EXERCISE -
Output each line of the items below as a JSON array of strings, one string per line, with blank lines skipped and the pictures omitted.

Items from a data source -

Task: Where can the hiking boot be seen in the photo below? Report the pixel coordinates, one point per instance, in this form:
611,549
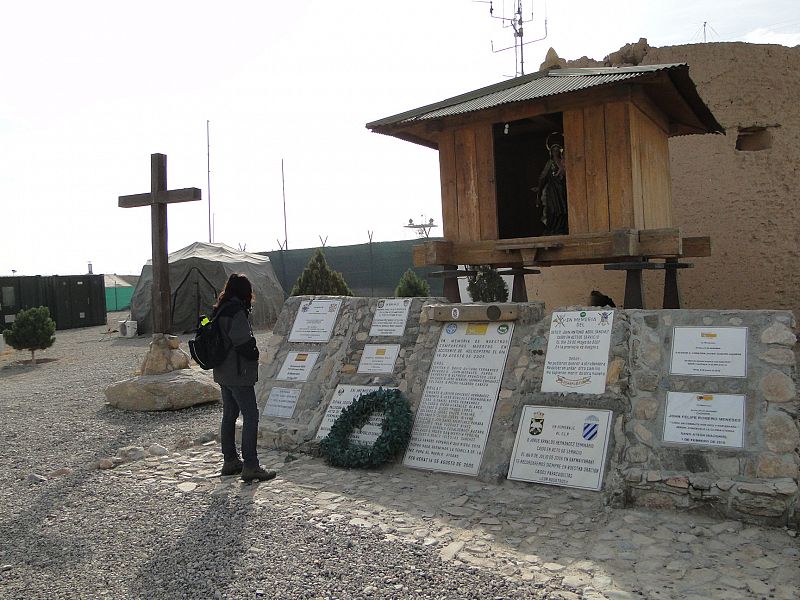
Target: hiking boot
231,467
257,474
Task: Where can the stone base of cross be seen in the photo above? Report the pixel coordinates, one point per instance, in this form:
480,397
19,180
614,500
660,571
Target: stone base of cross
157,200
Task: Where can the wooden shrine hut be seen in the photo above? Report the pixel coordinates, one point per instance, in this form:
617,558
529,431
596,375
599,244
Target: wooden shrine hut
611,127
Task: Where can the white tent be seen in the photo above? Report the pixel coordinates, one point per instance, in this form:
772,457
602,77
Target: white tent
197,275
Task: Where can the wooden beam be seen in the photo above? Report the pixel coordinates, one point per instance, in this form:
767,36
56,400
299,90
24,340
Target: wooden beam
447,179
596,171
660,242
696,246
487,190
618,166
162,197
575,158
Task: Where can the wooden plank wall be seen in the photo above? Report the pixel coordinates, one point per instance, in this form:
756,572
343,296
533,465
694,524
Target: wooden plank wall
617,169
618,165
651,162
487,188
469,196
447,178
575,158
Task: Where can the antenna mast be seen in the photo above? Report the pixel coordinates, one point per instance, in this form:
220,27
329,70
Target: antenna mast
516,22
208,154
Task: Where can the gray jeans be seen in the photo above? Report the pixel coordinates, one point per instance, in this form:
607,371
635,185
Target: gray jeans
239,399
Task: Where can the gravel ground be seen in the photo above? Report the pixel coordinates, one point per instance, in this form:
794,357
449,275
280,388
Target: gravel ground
87,533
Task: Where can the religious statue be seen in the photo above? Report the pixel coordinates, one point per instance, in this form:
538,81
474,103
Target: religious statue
551,195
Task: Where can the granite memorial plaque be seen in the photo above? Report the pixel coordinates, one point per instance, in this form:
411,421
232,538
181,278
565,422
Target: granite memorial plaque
343,396
705,419
390,317
455,413
561,446
378,358
577,352
709,351
315,320
281,402
297,366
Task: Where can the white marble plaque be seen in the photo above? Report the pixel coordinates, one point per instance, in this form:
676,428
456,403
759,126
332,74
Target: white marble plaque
378,358
577,352
297,366
709,351
706,419
281,402
344,396
455,413
561,446
315,320
390,317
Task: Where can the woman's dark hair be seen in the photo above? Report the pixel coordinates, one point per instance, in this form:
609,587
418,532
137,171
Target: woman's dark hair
237,286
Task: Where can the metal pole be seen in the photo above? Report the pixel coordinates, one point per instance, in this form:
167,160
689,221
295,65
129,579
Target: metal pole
283,188
208,154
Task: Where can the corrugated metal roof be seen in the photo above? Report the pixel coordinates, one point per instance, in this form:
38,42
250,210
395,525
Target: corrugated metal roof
528,87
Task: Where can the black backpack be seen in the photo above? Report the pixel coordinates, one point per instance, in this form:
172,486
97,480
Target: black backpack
210,346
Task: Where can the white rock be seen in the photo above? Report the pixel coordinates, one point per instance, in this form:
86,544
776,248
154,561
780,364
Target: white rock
157,450
169,391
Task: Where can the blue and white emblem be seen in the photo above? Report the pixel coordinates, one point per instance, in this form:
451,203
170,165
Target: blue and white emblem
590,427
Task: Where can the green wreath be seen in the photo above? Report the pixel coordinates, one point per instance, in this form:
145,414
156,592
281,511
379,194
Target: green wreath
395,431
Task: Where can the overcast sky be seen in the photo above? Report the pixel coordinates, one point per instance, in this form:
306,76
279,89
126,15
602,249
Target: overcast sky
90,89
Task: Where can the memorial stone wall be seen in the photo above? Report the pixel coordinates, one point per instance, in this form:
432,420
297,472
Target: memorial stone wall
682,410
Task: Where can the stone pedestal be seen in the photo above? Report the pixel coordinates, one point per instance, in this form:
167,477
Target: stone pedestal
164,355
166,382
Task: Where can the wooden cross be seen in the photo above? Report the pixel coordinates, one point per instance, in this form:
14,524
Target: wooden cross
157,200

WRITTEN RESPONSE -
[
  "Task: Where can the hiking boot be seen in the photo below? Report the pixel coordinates, one point per instance, in this form:",
  "611,549",
  "Target: hiking boot",
  "231,467",
  "257,474",
  "Task: Where can the stone base of cross be seen in the photo above? Report the pixel coordinates, one point per instance, in this form:",
  "480,397",
  "19,180",
  "614,500",
  "660,571",
  "Target: stone base of cross",
  "157,200",
  "Task: Where can the wooden shrine hut be seen in the photo above? Report the pixel coordinates, one point per instance, in this form:",
  "617,558",
  "529,431",
  "596,375",
  "599,244",
  "Target: wooden shrine hut",
  "611,127",
  "Task: Where can the white tent be seen in the photo above? Report the pixel coordinates, one point per instance, in this form:",
  "772,457",
  "602,77",
  "Target: white tent",
  "197,275",
  "Task: Where can the wooden beam be seen in the photo above? Report the pixel coordinates, one point per instance, in this form:",
  "767,36",
  "56,400",
  "299,90",
  "24,340",
  "Target: wooden beam",
  "447,179",
  "596,171",
  "660,242",
  "696,246",
  "487,190",
  "618,166",
  "162,197",
  "575,158",
  "Task: Where can the wooden plank wall be seen in the photo above? Report the pixel coordinates, one point per instance, in this form:",
  "756,572",
  "343,296",
  "533,465",
  "694,524",
  "Target: wooden plank wall",
  "617,169",
  "618,165",
  "651,162",
  "487,188",
  "469,196",
  "447,178",
  "575,158",
  "Task: Where can the antenna mast be seen in the photo above? Report the pixel coordinates, one point per instance, in this form:",
  "220,27",
  "329,70",
  "Target: antenna mast",
  "516,22",
  "208,154",
  "Task: Where can the gray jeans be seen in the photo above? Report the pixel coordinates, one point per instance, in this form:",
  "607,371",
  "635,185",
  "Target: gray jeans",
  "239,399",
  "Task: Where can the gravel ground be seen in the photo above? Report the pixel coordinates, one point per instance, in this form:",
  "794,357",
  "449,275",
  "280,388",
  "Target: gravel ground",
  "87,533",
  "Task: Where can the religious statue be seen in the photo above? Report the pixel coordinates, one point per instance, in this form:",
  "538,81",
  "474,103",
  "Target: religious statue",
  "551,195",
  "Task: Where can the granite memorial plaque be seen in the photo above? Report the pixel coordinates, one point per instance, in this form:",
  "411,421",
  "232,538",
  "181,278",
  "565,422",
  "Target: granite memorial plaque",
  "343,396",
  "705,419",
  "390,317",
  "455,413",
  "561,446",
  "378,358",
  "577,352",
  "709,351",
  "315,320",
  "281,402",
  "297,366",
  "Task: Where can the white marble plaque be seen in the photo above? Report the pixel coordinates, one point per instance, in this form:",
  "676,428",
  "456,403",
  "759,126",
  "332,74",
  "Target: white marble plaque",
  "378,358",
  "577,352",
  "297,366",
  "709,351",
  "706,419",
  "281,402",
  "344,396",
  "455,413",
  "561,446",
  "315,320",
  "390,317",
  "Task: Where can the woman's dark hair be seen in the photo above? Report the pixel coordinates, one point per instance, in this form:",
  "609,587",
  "418,532",
  "137,171",
  "Target: woman's dark hair",
  "237,286",
  "Task: Where can the metal pole be seen in the photo above? Report the pixel coordinates, one point per instance, in this form:",
  "167,160",
  "689,221",
  "295,65",
  "129,579",
  "Target: metal pole",
  "283,188",
  "208,154",
  "Task: Where can the corrugated metal roof be seen in the photo above? Report the pixel coordinates, one point per instance, in this form:",
  "38,42",
  "250,210",
  "395,525",
  "Target: corrugated metal roof",
  "528,87",
  "Task: Where can the black backpack be seen in the photo above? Report the pixel coordinates, one point per instance, in this form:",
  "172,486",
  "97,480",
  "Target: black backpack",
  "210,346",
  "Task: Where can the white rock be seen in the photo above? Report the pixel coordinates, one point per instance, in this form:",
  "86,544",
  "776,248",
  "154,561",
  "780,364",
  "Target: white rock",
  "157,450",
  "169,391",
  "Task: Where can the blue and white emblem be seen in the photo above? Report the pixel coordinates, one point per instance, in this form:",
  "451,203",
  "170,165",
  "Target: blue and white emblem",
  "590,427",
  "Task: Where can the green wreath be seen in the photo above? Report the pixel coordinates, one point per instance, in this form:",
  "145,414",
  "156,592",
  "281,511",
  "379,194",
  "Target: green wreath",
  "395,431",
  "Task: Where can the overcast sky be seen in the photo above? Report the pixel coordinates, one point per instance, in this form:",
  "306,76",
  "279,89",
  "126,15",
  "602,249",
  "Target: overcast sky",
  "90,89",
  "Task: Where can the memorial stone wall be seen in the photo above? Report the pixel coordinates, one point per instance, in this form:",
  "432,420",
  "297,472",
  "Target: memorial stone wall",
  "682,410",
  "Task: Where can the stone pedestal be seen in the photo above? Report the pixel coordinates, one point per instance, in this form:",
  "167,477",
  "Target: stone pedestal",
  "164,355",
  "166,382",
  "Task: Where can the wooden cross be seen in the photo above? Report the pixel coordinates, one point per instance, in this form:",
  "14,524",
  "Target: wooden cross",
  "157,200"
]